• Required tasks:
1: Name every device or technology that the blog post on the generation gap says everybody has.
2: In the blog post on the generation gap, rewrite the stretch from "Sternbergh’s central thesis" through "generation gap? Nope.", putting "sneakers" wherever "jeans" appears.
3: Extend the blog post on the generation gap past its final sentence.

• Page excerpt:
:::::
Thu 6 Apr 2006
An article appeared in New York Magazine recently hailing the death of the generational gap and the rise of being forever young. The idea was sort of interesting at first glance, but withers under a deeper analysis. This article was the topic of an interesting post over on The Great Whatsit (thanks for a nice analysis, Farrell). I thought I’d take some moments to blast it here.
Sternbergh’s central thesis seems to be ‘Omigod, these people aren’t grown up! Just look at their pants! They all have iPods! The generation gap is no more!’ Could we have a more superficial analysis, please? Don’t blink or those jeans will be out of fashion. Pre-ripped jeans were lame in the 80’s, and they are lame now. iPods are ubiquitous, not because we are all stuck in our youth, or because we don’t have to grow up anymore, but because the technology exists to have all of your music in your pocket. Everybody has an iPod. Ditto cell phones, computers, broadband at home, etc. Does this mean that adults these days aren’t grown-up? It depends on the definition of adulthood, which is a purely contextual term. Are our gadgets and style of dress evidence of a vanishing generation gap? Nope.
:::::
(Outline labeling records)
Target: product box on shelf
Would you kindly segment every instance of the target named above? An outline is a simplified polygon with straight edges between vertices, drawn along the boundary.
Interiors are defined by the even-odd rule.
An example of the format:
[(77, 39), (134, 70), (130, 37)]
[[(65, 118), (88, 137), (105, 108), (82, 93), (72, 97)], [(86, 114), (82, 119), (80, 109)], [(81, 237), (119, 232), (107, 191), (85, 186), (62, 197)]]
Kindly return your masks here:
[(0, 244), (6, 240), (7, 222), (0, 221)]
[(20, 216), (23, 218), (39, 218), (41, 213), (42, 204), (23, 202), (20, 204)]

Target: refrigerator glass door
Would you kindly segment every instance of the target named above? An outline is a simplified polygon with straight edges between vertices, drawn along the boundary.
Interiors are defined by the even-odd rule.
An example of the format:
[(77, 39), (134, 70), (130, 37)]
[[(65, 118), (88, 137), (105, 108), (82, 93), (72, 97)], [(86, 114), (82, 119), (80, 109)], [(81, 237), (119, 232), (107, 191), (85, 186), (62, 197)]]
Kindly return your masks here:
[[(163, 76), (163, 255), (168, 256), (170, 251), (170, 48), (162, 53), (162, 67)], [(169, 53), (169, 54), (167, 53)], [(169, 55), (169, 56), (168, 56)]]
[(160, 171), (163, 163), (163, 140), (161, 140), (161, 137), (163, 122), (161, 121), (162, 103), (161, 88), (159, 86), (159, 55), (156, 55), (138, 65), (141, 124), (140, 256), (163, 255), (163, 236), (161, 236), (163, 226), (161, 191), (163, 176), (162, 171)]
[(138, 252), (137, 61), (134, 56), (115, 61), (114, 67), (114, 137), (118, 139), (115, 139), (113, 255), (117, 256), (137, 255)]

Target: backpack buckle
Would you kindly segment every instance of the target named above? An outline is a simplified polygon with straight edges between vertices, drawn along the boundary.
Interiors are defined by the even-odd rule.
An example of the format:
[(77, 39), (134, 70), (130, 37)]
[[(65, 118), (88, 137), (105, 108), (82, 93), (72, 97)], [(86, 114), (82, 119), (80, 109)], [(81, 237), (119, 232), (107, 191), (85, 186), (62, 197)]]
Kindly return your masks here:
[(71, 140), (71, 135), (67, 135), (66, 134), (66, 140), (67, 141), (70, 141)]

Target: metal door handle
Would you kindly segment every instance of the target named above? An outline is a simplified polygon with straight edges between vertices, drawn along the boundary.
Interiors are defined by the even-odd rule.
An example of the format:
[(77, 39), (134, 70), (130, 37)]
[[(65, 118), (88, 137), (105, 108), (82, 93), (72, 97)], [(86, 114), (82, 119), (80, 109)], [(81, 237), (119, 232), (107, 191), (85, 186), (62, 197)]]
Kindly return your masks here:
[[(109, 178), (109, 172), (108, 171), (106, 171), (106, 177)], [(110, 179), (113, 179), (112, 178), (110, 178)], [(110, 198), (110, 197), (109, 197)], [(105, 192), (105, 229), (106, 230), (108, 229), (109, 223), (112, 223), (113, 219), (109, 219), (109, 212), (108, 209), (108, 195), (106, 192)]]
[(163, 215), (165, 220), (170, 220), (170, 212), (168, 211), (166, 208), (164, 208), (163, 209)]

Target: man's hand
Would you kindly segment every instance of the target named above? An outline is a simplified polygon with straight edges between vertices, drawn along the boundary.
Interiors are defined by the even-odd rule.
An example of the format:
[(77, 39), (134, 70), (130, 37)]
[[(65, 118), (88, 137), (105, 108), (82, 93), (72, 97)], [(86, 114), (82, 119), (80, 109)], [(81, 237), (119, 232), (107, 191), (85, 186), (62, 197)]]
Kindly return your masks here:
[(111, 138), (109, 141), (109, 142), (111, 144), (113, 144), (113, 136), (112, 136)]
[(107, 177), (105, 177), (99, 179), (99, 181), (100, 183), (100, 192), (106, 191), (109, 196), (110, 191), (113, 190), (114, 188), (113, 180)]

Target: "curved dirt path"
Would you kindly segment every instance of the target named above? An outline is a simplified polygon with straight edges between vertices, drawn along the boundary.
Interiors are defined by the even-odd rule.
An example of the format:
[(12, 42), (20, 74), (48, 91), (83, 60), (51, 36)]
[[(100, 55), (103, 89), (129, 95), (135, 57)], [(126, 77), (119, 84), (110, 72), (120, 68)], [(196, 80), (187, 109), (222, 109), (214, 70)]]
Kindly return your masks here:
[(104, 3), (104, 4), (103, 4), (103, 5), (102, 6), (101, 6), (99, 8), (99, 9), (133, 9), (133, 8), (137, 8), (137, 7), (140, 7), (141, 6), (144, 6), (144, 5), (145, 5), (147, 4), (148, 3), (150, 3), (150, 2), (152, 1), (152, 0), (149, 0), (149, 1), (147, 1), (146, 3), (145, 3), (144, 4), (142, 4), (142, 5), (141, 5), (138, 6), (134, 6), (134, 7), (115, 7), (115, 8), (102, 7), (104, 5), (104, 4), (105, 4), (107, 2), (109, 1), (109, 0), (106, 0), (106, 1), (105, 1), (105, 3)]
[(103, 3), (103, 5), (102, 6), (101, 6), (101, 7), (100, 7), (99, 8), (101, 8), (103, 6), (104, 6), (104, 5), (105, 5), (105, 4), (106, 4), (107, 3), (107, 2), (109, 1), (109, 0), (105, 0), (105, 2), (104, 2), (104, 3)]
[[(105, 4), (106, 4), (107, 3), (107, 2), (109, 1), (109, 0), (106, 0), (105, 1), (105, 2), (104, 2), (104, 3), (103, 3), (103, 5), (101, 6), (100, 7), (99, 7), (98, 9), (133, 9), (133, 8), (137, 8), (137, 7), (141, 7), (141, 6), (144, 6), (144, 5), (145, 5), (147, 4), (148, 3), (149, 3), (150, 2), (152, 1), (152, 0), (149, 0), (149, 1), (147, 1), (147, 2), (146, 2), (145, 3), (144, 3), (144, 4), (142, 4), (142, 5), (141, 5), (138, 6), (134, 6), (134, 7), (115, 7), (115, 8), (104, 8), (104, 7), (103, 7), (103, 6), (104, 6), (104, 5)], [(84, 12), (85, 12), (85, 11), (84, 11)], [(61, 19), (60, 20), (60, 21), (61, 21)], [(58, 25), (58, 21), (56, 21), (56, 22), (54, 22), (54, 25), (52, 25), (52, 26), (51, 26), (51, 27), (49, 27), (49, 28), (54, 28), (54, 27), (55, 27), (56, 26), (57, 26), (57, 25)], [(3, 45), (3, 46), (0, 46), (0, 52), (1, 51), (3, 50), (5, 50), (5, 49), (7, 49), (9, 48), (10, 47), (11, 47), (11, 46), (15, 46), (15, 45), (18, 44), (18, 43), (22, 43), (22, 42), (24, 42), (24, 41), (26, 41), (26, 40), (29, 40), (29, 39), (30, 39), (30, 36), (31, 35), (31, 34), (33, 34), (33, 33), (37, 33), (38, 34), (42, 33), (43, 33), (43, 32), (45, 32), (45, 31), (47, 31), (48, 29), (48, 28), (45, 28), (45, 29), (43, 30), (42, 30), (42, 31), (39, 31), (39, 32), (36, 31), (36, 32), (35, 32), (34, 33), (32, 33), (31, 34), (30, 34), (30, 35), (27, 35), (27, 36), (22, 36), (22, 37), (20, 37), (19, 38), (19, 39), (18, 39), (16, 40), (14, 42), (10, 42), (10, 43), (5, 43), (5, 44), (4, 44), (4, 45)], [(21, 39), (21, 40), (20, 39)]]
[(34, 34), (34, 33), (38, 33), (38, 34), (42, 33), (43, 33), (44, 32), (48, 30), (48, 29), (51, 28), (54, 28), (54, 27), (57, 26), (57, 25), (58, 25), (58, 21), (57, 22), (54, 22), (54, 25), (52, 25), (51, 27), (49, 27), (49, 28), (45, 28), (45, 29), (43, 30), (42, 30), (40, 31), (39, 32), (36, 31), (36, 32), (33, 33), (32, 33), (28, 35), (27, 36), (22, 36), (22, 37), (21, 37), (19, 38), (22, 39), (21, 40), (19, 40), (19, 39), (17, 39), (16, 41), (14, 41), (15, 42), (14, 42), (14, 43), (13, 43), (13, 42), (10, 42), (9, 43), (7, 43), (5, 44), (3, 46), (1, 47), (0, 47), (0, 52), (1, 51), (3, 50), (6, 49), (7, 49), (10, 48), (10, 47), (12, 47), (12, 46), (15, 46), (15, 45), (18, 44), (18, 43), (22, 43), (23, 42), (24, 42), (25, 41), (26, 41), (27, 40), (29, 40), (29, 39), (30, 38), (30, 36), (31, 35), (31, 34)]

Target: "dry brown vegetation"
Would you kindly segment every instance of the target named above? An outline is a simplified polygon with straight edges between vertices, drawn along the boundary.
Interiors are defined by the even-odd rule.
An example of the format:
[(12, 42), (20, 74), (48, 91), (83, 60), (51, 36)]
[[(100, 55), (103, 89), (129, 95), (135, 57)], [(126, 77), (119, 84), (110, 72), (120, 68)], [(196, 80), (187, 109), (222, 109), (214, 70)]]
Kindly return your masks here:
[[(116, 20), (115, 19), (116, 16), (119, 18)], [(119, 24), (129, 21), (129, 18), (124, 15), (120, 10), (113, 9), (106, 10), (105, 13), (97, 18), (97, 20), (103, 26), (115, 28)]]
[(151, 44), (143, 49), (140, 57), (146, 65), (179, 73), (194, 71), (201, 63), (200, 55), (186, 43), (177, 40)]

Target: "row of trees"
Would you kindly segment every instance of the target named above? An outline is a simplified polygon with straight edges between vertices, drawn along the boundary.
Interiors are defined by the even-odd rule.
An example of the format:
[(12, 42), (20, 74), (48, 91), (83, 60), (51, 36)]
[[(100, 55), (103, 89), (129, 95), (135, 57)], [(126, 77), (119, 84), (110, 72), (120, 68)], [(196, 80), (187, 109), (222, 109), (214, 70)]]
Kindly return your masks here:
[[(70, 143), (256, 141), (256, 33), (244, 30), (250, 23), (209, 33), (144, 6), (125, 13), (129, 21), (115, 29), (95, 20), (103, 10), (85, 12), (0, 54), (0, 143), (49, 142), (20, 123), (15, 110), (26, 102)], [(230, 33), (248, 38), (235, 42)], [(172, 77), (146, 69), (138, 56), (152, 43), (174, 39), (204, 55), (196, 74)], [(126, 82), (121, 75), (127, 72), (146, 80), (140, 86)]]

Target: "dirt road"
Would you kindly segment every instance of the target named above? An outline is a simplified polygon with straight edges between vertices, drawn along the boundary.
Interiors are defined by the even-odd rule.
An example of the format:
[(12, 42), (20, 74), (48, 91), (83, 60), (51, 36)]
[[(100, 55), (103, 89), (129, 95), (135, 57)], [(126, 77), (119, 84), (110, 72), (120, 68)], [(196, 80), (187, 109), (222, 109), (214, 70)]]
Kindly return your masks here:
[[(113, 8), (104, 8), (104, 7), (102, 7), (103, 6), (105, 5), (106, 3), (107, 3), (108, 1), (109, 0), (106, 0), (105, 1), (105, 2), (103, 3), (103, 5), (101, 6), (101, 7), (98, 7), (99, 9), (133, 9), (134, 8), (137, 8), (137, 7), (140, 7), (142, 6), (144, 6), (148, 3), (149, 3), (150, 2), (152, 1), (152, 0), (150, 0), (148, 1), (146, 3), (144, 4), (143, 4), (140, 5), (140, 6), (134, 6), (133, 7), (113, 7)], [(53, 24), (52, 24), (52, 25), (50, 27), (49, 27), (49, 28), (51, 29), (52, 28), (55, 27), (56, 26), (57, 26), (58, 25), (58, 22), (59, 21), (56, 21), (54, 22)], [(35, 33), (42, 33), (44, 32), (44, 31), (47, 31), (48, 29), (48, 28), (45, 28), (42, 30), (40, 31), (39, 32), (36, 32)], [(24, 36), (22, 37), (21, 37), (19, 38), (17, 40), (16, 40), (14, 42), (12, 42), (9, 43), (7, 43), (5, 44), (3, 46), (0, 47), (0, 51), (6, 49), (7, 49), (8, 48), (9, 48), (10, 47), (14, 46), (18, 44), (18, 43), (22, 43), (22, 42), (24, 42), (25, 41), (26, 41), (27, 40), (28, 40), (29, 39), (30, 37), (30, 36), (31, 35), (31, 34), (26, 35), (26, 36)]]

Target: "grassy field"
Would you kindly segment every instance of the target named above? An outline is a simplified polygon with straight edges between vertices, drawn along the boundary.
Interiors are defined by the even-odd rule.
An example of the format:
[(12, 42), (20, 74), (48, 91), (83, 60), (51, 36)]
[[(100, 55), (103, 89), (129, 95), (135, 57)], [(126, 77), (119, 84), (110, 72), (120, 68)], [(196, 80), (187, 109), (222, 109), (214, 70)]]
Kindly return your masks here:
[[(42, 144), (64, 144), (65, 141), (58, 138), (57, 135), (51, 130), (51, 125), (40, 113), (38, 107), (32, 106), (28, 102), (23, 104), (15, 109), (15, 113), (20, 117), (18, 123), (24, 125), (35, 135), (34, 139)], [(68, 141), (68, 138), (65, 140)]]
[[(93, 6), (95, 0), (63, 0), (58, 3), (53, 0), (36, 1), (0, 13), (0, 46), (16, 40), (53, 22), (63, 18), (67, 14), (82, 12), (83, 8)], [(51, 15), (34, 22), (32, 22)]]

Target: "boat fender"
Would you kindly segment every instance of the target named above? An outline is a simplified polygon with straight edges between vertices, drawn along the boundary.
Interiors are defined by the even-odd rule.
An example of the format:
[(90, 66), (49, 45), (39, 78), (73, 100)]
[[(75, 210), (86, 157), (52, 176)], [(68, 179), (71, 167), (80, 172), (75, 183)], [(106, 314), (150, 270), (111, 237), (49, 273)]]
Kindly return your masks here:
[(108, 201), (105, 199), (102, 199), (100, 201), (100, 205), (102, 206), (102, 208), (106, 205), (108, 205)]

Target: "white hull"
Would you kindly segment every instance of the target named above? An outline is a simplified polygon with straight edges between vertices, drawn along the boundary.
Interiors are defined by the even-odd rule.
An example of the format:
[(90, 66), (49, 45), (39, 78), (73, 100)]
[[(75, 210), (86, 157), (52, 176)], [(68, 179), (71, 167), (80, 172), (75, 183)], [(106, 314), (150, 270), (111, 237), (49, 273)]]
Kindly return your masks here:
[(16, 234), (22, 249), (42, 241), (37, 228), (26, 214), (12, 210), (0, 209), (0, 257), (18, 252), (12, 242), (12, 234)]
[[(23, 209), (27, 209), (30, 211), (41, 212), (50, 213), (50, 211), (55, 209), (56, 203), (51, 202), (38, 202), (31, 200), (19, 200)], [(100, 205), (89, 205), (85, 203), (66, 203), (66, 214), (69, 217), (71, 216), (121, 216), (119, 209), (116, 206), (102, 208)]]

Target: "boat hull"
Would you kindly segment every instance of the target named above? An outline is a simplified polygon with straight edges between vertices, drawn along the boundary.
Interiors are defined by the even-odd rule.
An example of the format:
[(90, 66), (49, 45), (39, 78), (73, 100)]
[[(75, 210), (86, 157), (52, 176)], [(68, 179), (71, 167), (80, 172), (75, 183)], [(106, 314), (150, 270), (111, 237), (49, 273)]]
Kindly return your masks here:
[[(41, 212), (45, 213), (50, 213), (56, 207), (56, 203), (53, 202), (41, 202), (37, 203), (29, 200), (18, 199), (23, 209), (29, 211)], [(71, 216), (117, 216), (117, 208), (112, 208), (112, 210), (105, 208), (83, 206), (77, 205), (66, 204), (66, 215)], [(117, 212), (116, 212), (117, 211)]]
:::::
• Task results:
1: iPods, cell phones, computers, broadband at home

2:
Sternbergh’s central thesis seems to be ‘Omigod, these people aren’t grown up! Just look at their pants! They all have iPods! The generation gap is no more!’ Could we have a more superficial analysis, please? Don’t blink or those sneakers will be out of fashion. Pre-ripped sneakers were lame in the 80’s, and they are lame now. iPods are ubiquitous, not because we are all stuck in our youth, or because we don’t have to grow up anymore, but because the technology exists to have all of your music in your pocket. Everybody has an iPod. Ditto cell phones, computers, broadband at home, etc. Does this mean that adults these days aren’t grown-up? It depends on the definition of adulthood, which is a purely contextual term. Are our gadgets and style of dress evidence of a vanishing generation gap? Nope.

3:
The author’s analysis mistakes fashion trends for a signifier of a diminishing generation gap. It uses the most superficial observation imaginable as evidence of sweeping societal shifts. Instead of digging down and looking at how our reality is different from our parents’, Sternbergh is content with waxing philosophical on ripped jeans and music preferences. Society is changing, really fast, and a more interesting analysis would have been to look at how technology has accelerated the change and made new lifestyles possible and fashionable. As society changes, of course one would expect the people that live in it to respond accordingly. Duh. But that doesn’t mean that adulthood is no longer desirable or the generation gap has evaporated.
It may be true that some adults, even the small, probably anomalous sample of rich aging hipsters interviewed in the article, have slightly different priorities than older generations. But how different are those priorities? Money still seems to be the ultimate measure of success in this article. The difference is in what young adults are required to do to be successful.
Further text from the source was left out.